THE TASK.
Every line of the data must be copied exactly.

[Records from a point labeling set]
---*---

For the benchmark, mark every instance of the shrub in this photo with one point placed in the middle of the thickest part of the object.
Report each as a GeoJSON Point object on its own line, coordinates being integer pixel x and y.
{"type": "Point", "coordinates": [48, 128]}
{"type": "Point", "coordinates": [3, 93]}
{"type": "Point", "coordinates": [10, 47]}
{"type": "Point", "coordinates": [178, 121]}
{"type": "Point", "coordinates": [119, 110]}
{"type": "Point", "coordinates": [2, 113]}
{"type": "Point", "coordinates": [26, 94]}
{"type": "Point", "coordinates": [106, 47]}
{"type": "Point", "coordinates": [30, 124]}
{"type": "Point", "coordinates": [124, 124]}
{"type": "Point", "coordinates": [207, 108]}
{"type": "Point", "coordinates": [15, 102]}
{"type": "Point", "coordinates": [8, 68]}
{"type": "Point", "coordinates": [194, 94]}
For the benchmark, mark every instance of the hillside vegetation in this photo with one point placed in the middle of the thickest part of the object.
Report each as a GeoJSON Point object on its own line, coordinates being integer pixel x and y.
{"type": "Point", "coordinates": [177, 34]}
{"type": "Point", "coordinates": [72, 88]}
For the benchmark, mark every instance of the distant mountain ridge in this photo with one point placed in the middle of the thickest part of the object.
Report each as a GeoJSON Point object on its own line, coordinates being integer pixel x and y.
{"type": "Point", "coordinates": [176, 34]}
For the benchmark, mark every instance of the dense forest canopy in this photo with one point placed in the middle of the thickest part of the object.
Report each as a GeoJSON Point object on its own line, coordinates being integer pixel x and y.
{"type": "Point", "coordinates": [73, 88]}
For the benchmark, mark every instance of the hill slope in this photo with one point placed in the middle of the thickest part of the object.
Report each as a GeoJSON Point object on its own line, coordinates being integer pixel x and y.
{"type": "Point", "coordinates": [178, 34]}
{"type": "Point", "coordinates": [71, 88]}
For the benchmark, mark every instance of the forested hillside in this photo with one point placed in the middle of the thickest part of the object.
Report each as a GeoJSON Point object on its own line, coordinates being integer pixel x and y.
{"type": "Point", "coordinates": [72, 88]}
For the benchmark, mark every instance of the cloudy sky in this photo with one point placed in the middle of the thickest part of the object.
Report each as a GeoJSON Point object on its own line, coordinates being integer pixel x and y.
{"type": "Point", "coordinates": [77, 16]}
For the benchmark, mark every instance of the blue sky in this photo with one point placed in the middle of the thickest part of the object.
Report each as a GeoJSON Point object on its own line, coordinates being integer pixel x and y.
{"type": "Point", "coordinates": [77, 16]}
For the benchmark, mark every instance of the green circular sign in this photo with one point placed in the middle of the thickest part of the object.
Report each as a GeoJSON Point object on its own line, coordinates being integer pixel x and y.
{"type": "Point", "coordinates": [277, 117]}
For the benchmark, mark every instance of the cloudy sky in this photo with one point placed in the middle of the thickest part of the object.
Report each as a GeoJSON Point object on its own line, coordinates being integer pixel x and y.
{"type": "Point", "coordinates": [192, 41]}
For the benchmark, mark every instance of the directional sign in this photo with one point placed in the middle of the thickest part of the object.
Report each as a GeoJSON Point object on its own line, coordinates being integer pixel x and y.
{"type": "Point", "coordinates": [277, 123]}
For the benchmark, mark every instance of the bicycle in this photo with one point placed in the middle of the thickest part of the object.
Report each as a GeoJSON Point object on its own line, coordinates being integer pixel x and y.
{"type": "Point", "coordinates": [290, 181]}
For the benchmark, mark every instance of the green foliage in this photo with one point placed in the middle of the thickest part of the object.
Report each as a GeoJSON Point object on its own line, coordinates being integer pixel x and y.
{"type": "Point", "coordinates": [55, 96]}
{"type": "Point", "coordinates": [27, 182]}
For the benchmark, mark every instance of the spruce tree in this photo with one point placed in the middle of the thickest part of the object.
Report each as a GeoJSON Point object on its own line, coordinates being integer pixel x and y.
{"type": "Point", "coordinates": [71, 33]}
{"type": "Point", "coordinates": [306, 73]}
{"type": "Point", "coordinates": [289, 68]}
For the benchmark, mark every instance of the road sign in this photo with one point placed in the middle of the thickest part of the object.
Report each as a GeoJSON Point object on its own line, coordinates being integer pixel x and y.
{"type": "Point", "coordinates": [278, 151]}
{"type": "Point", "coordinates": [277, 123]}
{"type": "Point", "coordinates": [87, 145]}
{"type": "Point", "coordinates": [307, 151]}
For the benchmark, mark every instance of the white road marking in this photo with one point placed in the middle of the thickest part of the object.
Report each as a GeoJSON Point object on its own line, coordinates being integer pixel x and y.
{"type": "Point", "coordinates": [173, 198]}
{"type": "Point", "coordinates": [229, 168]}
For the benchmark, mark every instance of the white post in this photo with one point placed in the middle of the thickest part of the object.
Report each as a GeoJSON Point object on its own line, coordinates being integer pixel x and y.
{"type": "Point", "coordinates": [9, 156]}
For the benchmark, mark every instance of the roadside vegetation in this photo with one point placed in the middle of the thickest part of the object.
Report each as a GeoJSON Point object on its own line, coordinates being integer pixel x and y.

---*---

OUTPUT FOR THIS TASK.
For the benchmark, mark every instance of the shrub in this photo with one point placed in the middle of the thickest part of the object.
Report each as a GeoJSON Point object on its own line, coordinates being integer pixel x and y.
{"type": "Point", "coordinates": [48, 128]}
{"type": "Point", "coordinates": [3, 93]}
{"type": "Point", "coordinates": [10, 47]}
{"type": "Point", "coordinates": [178, 121]}
{"type": "Point", "coordinates": [119, 110]}
{"type": "Point", "coordinates": [2, 113]}
{"type": "Point", "coordinates": [26, 94]}
{"type": "Point", "coordinates": [106, 47]}
{"type": "Point", "coordinates": [30, 124]}
{"type": "Point", "coordinates": [124, 124]}
{"type": "Point", "coordinates": [207, 108]}
{"type": "Point", "coordinates": [15, 102]}
{"type": "Point", "coordinates": [8, 68]}
{"type": "Point", "coordinates": [194, 94]}
For the benchmark, mark every instance of the hillside vegetation in this photo with one point placed in the middle of the thickest part of the object.
Report each as a GeoJSON Point object on its own line, coordinates being integer pixel x and y.
{"type": "Point", "coordinates": [177, 34]}
{"type": "Point", "coordinates": [72, 88]}
For the benchmark, mark every instance of the distant mountain ridge in this photo with one point placed in the middle of the thickest part of the object.
Report each as a GeoJSON Point object on its own line, coordinates being integer pixel x and y.
{"type": "Point", "coordinates": [176, 34]}
For the benchmark, mark every instance of the dense forest canopy in this photo with one point placed in the middle of the thickest part of the object.
Report each as a GeoJSON Point object on its own line, coordinates being integer pixel x and y.
{"type": "Point", "coordinates": [73, 88]}
For the benchmark, mark every instance of the hill slope in this photo with one point placed in the middle of the thickest part of the object.
Report each as a GeoJSON Point object on its own line, coordinates being integer pixel x and y.
{"type": "Point", "coordinates": [178, 34]}
{"type": "Point", "coordinates": [71, 88]}
For the benchmark, mark every instance of the forested hillside in this photo with one point placed in the middle of the thickest part of the object.
Report each as a GeoJSON Point object on its own line, coordinates being integer pixel x and y.
{"type": "Point", "coordinates": [72, 88]}
For the benchmark, mark every instance of the cloudy sky in this photo with one point placed in the middle of the thickest part of the object.
Report each as a GeoJSON Point object on its own line, coordinates being integer pixel x and y.
{"type": "Point", "coordinates": [77, 16]}
For the benchmark, mark every instance of the blue sky in this photo with one point placed in the middle of the thickest part of the object.
Report each as a GeoJSON Point object on its own line, coordinates being integer pixel x and y.
{"type": "Point", "coordinates": [77, 16]}
For the benchmark, mark every instance of the green circular sign in this photo with one point placed in the middle of the thickest part of the object.
Report each as a GeoJSON Point object on its own line, coordinates being integer pixel x and y.
{"type": "Point", "coordinates": [277, 117]}
For the benchmark, mark every instance of the cloudy sky in this photo with one point placed in the middle of the thickest part of the object.
Report each as a GeoJSON Point object on its own line, coordinates being integer pixel x and y.
{"type": "Point", "coordinates": [192, 41]}
For the benchmark, mark every instance of the directional sign in this photo with one point placed in the middle of the thickest part of the object.
Report each as a GeoJSON Point object on its own line, coordinates being integer pixel x and y.
{"type": "Point", "coordinates": [277, 123]}
For the benchmark, mark every instance of the bicycle in this photo with one point placed in the middle of the thickest part of the object.
Report each as a GeoJSON Point object on its own line, coordinates being integer pixel x and y.
{"type": "Point", "coordinates": [290, 181]}
For the benchmark, mark every instance of the green foliage in this photo with one point placed in the middle of the thickest part of the object.
Report each as a GeoJSON Point object on its own line, coordinates being integer pixel x and y.
{"type": "Point", "coordinates": [55, 96]}
{"type": "Point", "coordinates": [27, 182]}
For the benchmark, mark every instance of the spruce tree in this photo with one point placed in the middle of the thickest part of the object.
Report each as a GeoJSON Point object on its own line, coordinates being integer pixel x and y.
{"type": "Point", "coordinates": [71, 33]}
{"type": "Point", "coordinates": [306, 73]}
{"type": "Point", "coordinates": [289, 68]}
For the benchmark, mark every instance of the road sign in this photo with one point placed in the middle of the thickest part of the object.
Report each as a GeoJSON Point object on its own line, coordinates being integer pixel x and y.
{"type": "Point", "coordinates": [278, 151]}
{"type": "Point", "coordinates": [277, 123]}
{"type": "Point", "coordinates": [87, 145]}
{"type": "Point", "coordinates": [307, 151]}
For the benchmark, mark every instance of the white road marking in this photo with one point placed in the middle of the thickest part of the object.
Report each as a GeoJSON Point object on its own line, coordinates being integer pixel x and y.
{"type": "Point", "coordinates": [173, 198]}
{"type": "Point", "coordinates": [229, 168]}
For the benchmark, mark every instance of the white post in this photo with one point placed in the middle of the thickest part of the object.
Report each as a GeoJSON Point object on its own line, coordinates being integer pixel x and y.
{"type": "Point", "coordinates": [9, 156]}
For the benchmark, mark every instance of the roadside vegetation in this photo with one point placed in the middle of the thickest part of the object.
Report each as a GeoJSON Point object on its own line, coordinates being integer pixel x and y.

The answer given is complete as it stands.